• _EXERCISE DETAILS_: Using the entries below, copy out all lines where "handbag" is found.

Records drawn from a dataset:
+ + + + +

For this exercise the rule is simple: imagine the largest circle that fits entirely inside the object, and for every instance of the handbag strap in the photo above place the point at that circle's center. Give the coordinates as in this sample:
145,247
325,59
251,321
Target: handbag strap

+ + + + +

• _RESPONSE_:
For this exercise the rule is simple: imagine the largest circle that fits entirely inside the object, and for every instance of the handbag strap in the photo above place the point at that circle's center. Give the coordinates as in this sample:
Target: handbag strap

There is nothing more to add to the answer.